Racing pigeon mortality in Victoria
A disease affecting racing pigeons in Victoria was first reported in late December 2016. This outbreak appears to have followed the aggregation of pigeons at a sale in Kyabram in the north of the state.
Birds in affected lofts exhibited vomiting, developed green diarrhoea and assumed a hunched posture. All sick birds usually died within 12 to 24 hours. Deaths in affected lofts continued for approximately seven days with affected lofts experiencing mortalities of up to 30%.
Similar recent outbreaks were reported in South Australia, New South Wales and Western Australia.
Affected birds submitted to the Agriculture Victoria laboratory, AgriBio, showed signs of severe hepatitis, coalescing hepatocyte degeneration and necrosis, enlarged/pale spleens with severe depletion of lymphoid tissue and reduction in the size of the cloacal bursa.
Emergency animal diseases and notifiable diseases, such as avian influenza and pigeon paramyxovirus (PPMV1), were ruled out.
Reovirus was identified in large quantities in liver tissues by histology and confirmed by PCR testing at the University of Melbourne and negative contrast electron microscopy at the Australian Animal Health Laboratory(AAHL) in Geelong (Figure 2).
· · ·
_TASKS TO CARRY OUT_
**a)** Write out the passage of the racing pigeon report that begins with the words containing "Racing pigeon mortality" and ends with "of up to 30%.", keeping every word unchanged.
**b)** Extend the racing pigeon mortality report past its final sentence.
· · ·
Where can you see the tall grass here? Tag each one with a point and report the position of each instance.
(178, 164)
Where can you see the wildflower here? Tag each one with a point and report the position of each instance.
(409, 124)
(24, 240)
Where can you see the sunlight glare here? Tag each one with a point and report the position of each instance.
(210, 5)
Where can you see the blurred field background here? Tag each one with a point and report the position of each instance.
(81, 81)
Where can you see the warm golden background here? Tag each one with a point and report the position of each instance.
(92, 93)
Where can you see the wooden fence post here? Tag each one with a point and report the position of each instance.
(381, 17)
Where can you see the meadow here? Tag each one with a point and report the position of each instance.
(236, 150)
· · ·
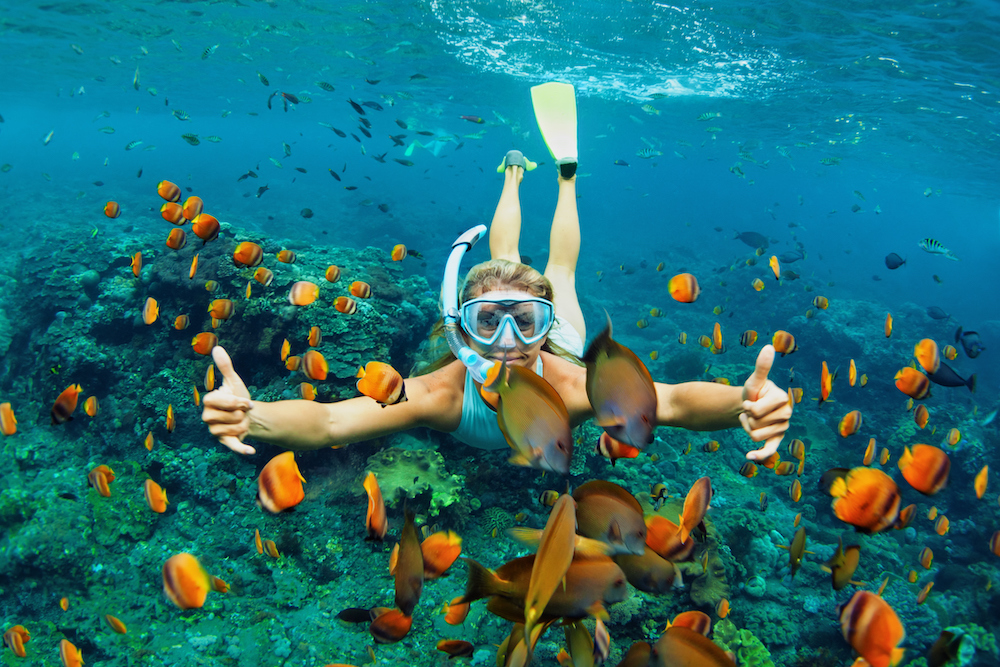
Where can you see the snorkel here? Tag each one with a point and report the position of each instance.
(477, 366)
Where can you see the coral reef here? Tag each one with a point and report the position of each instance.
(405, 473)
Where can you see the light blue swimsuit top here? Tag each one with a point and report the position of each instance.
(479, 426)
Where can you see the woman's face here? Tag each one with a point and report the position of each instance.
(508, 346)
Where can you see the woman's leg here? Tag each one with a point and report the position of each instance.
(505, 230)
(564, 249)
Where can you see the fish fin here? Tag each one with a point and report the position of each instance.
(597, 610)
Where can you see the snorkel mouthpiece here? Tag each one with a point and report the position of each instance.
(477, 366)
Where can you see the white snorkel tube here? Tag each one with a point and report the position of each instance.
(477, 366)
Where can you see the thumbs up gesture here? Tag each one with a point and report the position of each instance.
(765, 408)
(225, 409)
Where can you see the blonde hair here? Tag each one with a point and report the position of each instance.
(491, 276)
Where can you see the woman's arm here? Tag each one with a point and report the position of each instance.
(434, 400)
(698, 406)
· · ·
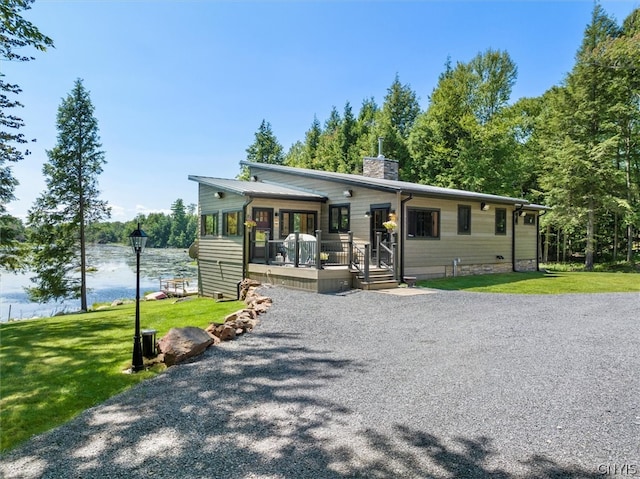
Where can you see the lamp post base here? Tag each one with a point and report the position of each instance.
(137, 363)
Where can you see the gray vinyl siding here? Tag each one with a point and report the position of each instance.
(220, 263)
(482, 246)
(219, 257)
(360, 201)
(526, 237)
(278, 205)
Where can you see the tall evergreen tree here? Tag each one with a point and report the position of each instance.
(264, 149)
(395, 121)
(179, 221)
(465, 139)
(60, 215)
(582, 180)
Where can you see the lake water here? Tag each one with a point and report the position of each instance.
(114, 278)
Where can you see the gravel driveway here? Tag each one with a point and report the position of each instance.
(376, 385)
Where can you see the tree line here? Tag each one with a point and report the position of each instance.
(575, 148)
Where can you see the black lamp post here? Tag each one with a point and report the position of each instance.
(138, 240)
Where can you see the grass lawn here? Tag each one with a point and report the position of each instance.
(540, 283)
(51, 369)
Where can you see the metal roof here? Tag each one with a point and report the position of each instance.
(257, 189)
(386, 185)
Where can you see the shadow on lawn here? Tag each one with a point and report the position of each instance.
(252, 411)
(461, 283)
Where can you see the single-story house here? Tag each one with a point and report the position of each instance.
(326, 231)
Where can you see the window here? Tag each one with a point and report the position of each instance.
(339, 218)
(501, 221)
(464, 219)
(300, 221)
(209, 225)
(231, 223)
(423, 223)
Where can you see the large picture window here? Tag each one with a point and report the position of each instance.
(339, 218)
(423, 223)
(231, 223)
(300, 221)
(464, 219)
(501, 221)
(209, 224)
· · ·
_PER-TASK ANSWERS_
**a)**
Racing pigeon mortality in Victoria
A disease affecting racing pigeons in Victoria was first reported in late December 2016. This outbreak appears to have followed the aggregation of pigeons at a sale in Kyabram in the north of the state.
Birds in affected lofts exhibited vomiting, developed green diarrhoea and assumed a hunched posture. All sick birds usually died within 12 to 24 hours. Deaths in affected lofts continued for approximately seven days with affected lofts experiencing mortalities of up to 30%.

**b)**
The virus has subsequently been identified as a rotavirus (within the genus Reoviridae). This is the first time that this virus has been identified in pigeons. Interestingly, this rotavirus predominantly affects the liver unlike other rotaviruses that typically affect the intestine.
Although no treatments are currently available for rotavirus in pigeons, work is underway to develop a vaccine. In the meantime, the Victorian racing pigeon industry has instituted a voluntary halt to racing or other events where birds and fanciers may congregate.
Practitoners should remain vigilant for disease events in pigeon lofts and are requested to continue to submit samples that will allow exclusion of emergency animal diseases and notifiable diseases, such as avian influenza and pigeon paramyxovirus.